Records contained in a dataset:
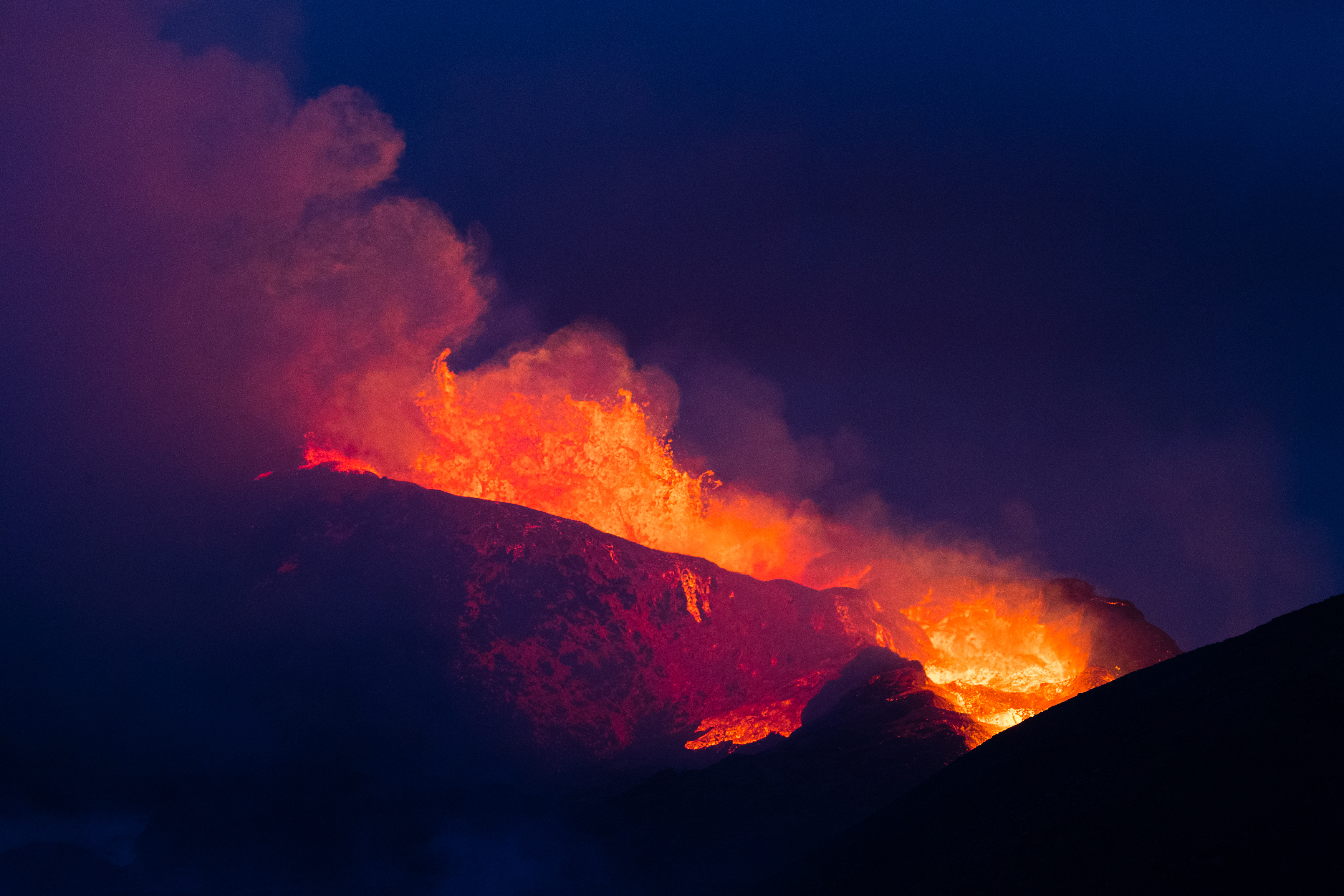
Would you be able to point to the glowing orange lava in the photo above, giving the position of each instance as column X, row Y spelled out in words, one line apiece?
column 600, row 462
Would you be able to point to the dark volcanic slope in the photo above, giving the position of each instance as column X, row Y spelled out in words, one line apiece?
column 1217, row 770
column 577, row 647
column 721, row 829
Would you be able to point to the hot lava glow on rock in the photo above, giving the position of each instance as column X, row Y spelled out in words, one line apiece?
column 988, row 639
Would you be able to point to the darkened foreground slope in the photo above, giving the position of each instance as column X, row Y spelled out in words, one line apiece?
column 722, row 828
column 344, row 684
column 1215, row 772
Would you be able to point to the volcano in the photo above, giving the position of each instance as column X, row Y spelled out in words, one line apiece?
column 1215, row 772
column 365, row 684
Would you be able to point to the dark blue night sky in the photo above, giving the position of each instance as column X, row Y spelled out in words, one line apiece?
column 1062, row 280
column 1072, row 275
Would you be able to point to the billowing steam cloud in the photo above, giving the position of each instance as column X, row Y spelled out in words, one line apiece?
column 210, row 267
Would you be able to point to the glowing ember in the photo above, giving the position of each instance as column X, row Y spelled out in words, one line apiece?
column 601, row 462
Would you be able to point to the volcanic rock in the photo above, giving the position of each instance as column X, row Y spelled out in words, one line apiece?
column 1214, row 772
column 878, row 733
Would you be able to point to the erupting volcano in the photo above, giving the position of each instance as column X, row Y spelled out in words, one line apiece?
column 1000, row 645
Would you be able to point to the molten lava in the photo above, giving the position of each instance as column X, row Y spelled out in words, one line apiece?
column 994, row 648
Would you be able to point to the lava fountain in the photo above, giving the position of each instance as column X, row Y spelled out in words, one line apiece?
column 988, row 634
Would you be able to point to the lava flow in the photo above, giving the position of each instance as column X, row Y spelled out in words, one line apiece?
column 988, row 639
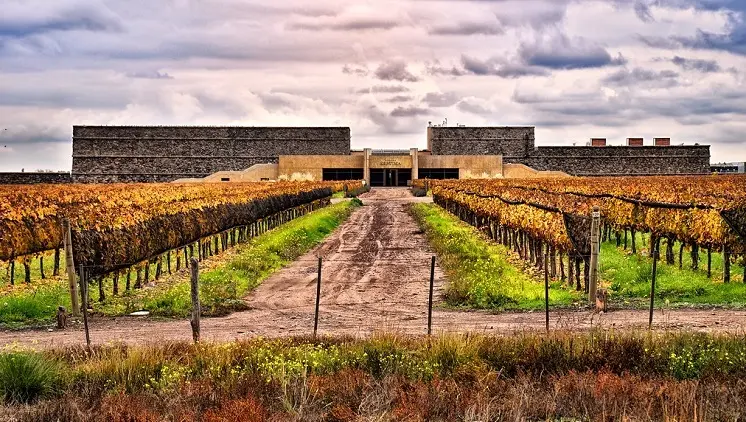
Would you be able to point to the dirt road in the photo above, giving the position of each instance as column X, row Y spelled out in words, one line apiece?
column 375, row 277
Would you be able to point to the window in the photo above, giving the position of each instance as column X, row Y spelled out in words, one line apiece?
column 438, row 174
column 342, row 174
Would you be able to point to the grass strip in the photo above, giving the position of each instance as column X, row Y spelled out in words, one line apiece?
column 628, row 277
column 221, row 288
column 479, row 271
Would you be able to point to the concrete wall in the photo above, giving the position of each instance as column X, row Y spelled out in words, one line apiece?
column 34, row 178
column 506, row 141
column 391, row 161
column 620, row 160
column 468, row 165
column 166, row 153
column 314, row 164
column 516, row 144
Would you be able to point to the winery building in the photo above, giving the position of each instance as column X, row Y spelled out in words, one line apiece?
column 205, row 153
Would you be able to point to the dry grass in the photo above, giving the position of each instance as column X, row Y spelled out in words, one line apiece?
column 594, row 377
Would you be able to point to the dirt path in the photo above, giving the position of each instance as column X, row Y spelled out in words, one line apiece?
column 374, row 278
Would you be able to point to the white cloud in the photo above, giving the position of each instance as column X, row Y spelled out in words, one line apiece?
column 250, row 62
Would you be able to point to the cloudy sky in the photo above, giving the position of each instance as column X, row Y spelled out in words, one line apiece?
column 574, row 69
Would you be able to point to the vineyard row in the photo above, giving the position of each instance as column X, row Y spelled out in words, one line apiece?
column 138, row 222
column 545, row 217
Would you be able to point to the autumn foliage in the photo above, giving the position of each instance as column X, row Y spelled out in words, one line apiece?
column 121, row 224
column 707, row 211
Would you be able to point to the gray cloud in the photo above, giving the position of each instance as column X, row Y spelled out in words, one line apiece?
column 363, row 24
column 384, row 89
column 467, row 28
column 704, row 66
column 399, row 99
column 639, row 76
column 642, row 10
column 564, row 53
column 409, row 111
column 493, row 66
column 355, row 70
column 149, row 75
column 21, row 20
column 395, row 70
column 473, row 108
column 437, row 99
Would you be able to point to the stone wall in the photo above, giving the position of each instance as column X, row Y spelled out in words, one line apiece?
column 620, row 160
column 34, row 178
column 506, row 141
column 106, row 154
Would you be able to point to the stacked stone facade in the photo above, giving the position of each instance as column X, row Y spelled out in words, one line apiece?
column 34, row 178
column 105, row 154
column 516, row 144
column 506, row 141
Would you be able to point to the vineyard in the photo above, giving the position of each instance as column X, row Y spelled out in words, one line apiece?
column 550, row 218
column 120, row 226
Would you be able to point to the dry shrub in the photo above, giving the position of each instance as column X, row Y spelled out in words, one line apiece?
column 248, row 410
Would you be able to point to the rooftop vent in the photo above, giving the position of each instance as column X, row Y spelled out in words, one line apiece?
column 662, row 142
column 634, row 142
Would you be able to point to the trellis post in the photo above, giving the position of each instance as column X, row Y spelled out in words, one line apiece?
column 70, row 265
column 595, row 223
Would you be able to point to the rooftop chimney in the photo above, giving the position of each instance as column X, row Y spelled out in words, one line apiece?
column 662, row 142
column 634, row 142
column 598, row 142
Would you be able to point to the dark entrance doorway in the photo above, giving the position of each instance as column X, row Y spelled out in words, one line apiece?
column 390, row 177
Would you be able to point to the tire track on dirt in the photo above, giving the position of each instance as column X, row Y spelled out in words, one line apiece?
column 375, row 277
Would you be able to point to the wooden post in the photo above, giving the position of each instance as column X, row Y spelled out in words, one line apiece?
column 70, row 266
column 652, row 283
column 726, row 264
column 546, row 291
column 318, row 297
column 27, row 270
column 194, row 285
column 595, row 221
column 56, row 270
column 430, row 299
column 84, row 298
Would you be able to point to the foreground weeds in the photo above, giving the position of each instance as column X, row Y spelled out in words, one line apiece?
column 595, row 376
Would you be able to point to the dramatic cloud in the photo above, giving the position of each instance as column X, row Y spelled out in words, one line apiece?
column 384, row 89
column 574, row 69
column 468, row 28
column 352, row 25
column 150, row 75
column 410, row 111
column 437, row 99
column 638, row 76
column 562, row 52
column 395, row 71
column 704, row 66
column 399, row 99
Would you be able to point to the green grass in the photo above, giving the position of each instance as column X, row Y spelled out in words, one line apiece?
column 26, row 377
column 629, row 276
column 222, row 289
column 479, row 272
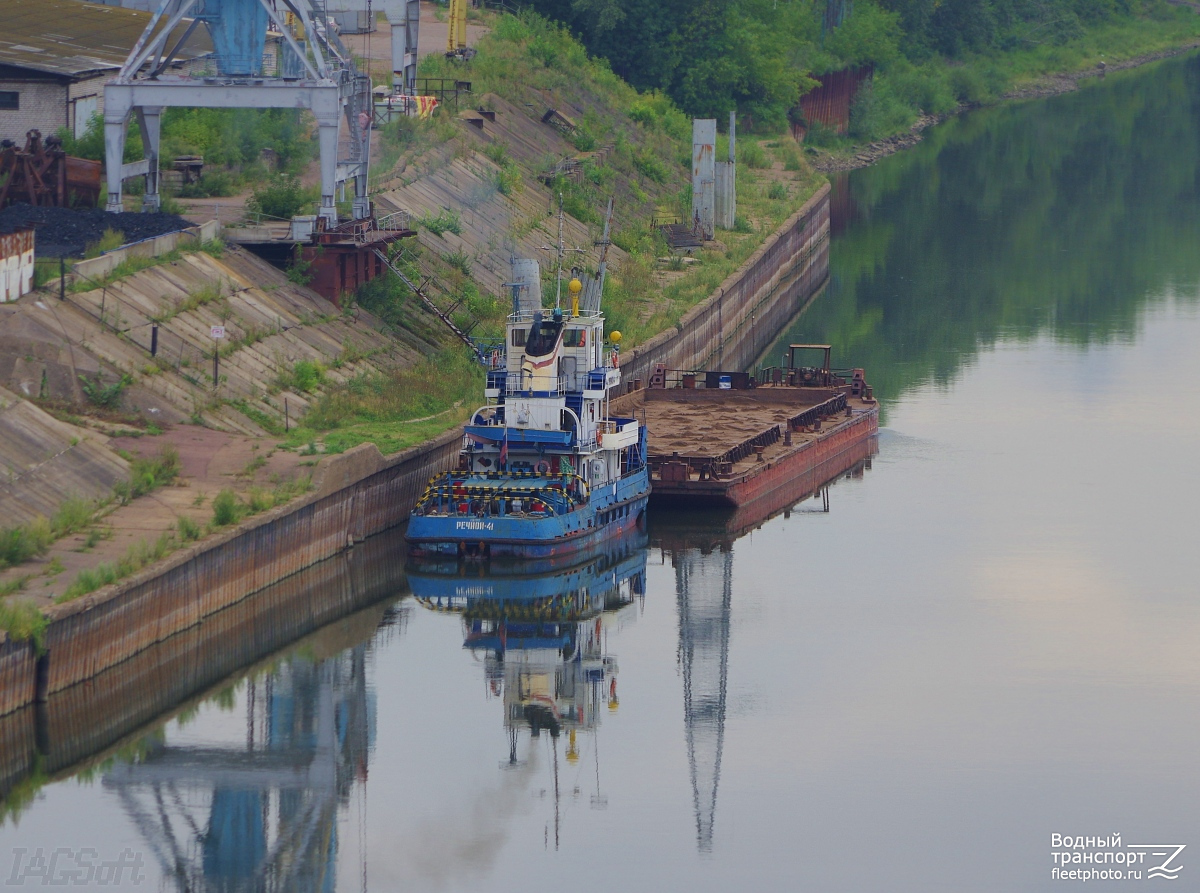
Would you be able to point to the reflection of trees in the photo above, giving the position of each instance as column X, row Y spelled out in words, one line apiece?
column 1062, row 216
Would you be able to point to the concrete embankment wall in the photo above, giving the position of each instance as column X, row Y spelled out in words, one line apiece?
column 737, row 323
column 357, row 495
column 360, row 492
column 353, row 587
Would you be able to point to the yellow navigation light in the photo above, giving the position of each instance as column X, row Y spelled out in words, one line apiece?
column 575, row 287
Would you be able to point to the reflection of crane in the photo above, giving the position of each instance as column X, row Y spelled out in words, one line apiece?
column 261, row 814
column 703, row 591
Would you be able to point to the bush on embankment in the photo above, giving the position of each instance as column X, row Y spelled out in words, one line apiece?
column 760, row 58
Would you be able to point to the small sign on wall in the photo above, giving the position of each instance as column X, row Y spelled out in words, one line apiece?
column 16, row 264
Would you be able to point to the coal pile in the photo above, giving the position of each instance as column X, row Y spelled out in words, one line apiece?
column 66, row 232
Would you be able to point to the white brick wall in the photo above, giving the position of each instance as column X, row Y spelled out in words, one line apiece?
column 43, row 105
column 88, row 94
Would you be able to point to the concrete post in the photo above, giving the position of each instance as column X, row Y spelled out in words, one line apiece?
column 703, row 175
column 328, row 141
column 150, row 123
column 114, row 155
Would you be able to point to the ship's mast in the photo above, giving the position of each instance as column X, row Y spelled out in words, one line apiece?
column 559, row 250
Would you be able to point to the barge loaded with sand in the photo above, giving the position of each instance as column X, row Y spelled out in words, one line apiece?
column 731, row 439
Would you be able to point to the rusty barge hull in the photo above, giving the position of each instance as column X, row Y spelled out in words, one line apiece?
column 757, row 449
column 775, row 484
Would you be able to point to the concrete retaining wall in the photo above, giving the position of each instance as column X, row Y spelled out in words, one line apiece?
column 361, row 492
column 737, row 323
column 99, row 267
column 357, row 495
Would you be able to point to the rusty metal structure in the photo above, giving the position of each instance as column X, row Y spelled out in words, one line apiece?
column 828, row 103
column 43, row 174
column 16, row 264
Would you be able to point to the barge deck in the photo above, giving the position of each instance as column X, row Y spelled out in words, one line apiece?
column 736, row 445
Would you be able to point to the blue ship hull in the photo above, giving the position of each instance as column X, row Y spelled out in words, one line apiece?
column 611, row 510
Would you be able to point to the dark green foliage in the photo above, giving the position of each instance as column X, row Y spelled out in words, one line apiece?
column 106, row 396
column 281, row 197
column 214, row 184
column 757, row 55
column 226, row 508
column 1067, row 177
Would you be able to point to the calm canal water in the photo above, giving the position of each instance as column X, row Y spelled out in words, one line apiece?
column 991, row 636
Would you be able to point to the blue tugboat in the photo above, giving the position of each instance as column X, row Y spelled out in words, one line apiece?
column 545, row 469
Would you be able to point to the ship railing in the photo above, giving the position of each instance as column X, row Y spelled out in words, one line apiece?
column 802, row 377
column 537, row 493
column 522, row 382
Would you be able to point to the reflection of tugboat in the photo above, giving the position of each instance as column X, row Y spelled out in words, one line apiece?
column 545, row 471
column 543, row 641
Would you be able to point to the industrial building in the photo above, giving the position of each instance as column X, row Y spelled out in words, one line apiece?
column 55, row 57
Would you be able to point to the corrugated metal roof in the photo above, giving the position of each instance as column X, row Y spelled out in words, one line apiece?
column 71, row 37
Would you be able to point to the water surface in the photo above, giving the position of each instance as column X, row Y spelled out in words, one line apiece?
column 989, row 636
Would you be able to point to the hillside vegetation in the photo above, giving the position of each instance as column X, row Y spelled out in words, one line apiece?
column 760, row 55
column 484, row 189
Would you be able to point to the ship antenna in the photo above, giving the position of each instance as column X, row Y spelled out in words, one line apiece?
column 559, row 250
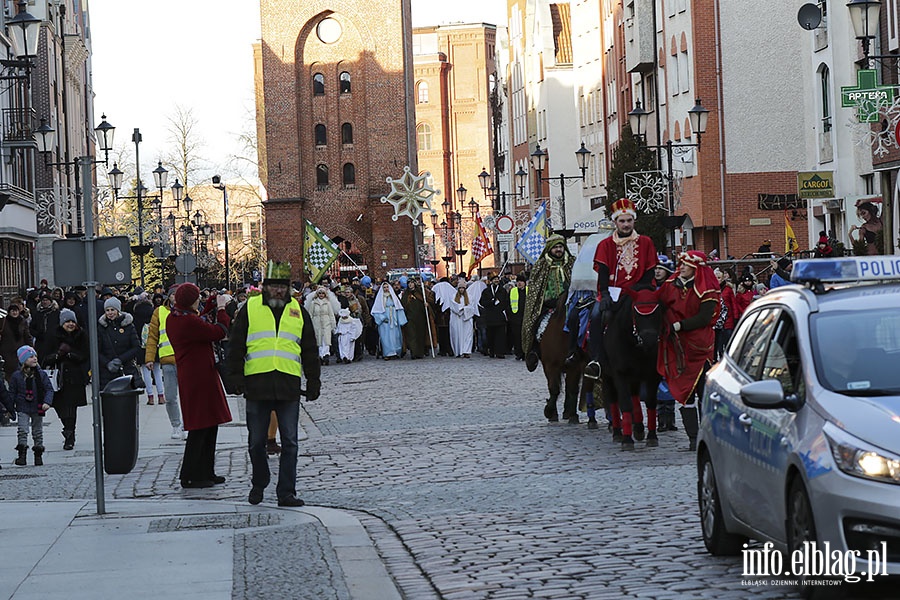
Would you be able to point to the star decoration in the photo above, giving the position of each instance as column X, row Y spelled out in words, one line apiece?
column 410, row 195
column 647, row 189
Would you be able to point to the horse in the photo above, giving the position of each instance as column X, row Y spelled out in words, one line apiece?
column 631, row 343
column 554, row 347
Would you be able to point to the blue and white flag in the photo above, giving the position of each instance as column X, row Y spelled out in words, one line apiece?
column 531, row 244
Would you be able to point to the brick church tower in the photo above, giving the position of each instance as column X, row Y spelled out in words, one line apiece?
column 334, row 119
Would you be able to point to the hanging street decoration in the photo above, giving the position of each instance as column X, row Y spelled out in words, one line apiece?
column 647, row 189
column 411, row 195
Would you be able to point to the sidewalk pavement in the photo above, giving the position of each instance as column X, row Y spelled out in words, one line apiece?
column 156, row 548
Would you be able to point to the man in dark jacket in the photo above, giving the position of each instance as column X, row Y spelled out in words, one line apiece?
column 44, row 321
column 265, row 366
column 494, row 305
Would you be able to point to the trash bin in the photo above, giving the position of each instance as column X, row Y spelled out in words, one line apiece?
column 119, row 401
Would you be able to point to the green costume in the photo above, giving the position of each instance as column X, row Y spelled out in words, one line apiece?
column 549, row 279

**WORK TO COMPLETE:** Nothing but the lines from the one with "Would you be able to point to the star" to the last line of the data should appear in the answer, each exactly as it stands.

**ANSWER BOX:**
Would you be able to point to the star decoration in the photo above, giving the position of each instance as column X, row Y spelled out in words, one line apiece?
column 410, row 195
column 647, row 189
Would you be able to point to the horse in the photo above, giving the position of each instance as column X, row Y spelled out in words, one line apiece?
column 631, row 343
column 554, row 347
Would you be able to point to the blue and white flag in the photo above, giving the position of each instance as column X, row Y spelled out in words, one line apiece?
column 531, row 244
Would you be able to point to the brick church tower in the photo above, giving the position of each instance as column X, row Y spelled out in words, one line apiece?
column 334, row 119
Would you be able to point to the hanging street decoration in the photo above, giving the position of each instance as column X, row Y spelled out in words, one line apiece?
column 647, row 189
column 411, row 195
Would you be able to point to the sidewalk pavement in the photo above, giving the position of each instance as column X, row Y spelled out in words, one line apiece?
column 156, row 548
Would you be able to point to the man in dark jacket in the photo above, giving the position of each instance as column X, row Y spelled out in words, one line apiece?
column 44, row 321
column 265, row 366
column 494, row 305
Would you be able to point to the trash bin in the photo above, giving the position of each instance as column X, row Y spelled out in words, one line apiece?
column 119, row 401
Would you be able to point to the green costume in the photo above, giving the position of each instance as column X, row Y spelled out in words, one line apiece?
column 549, row 279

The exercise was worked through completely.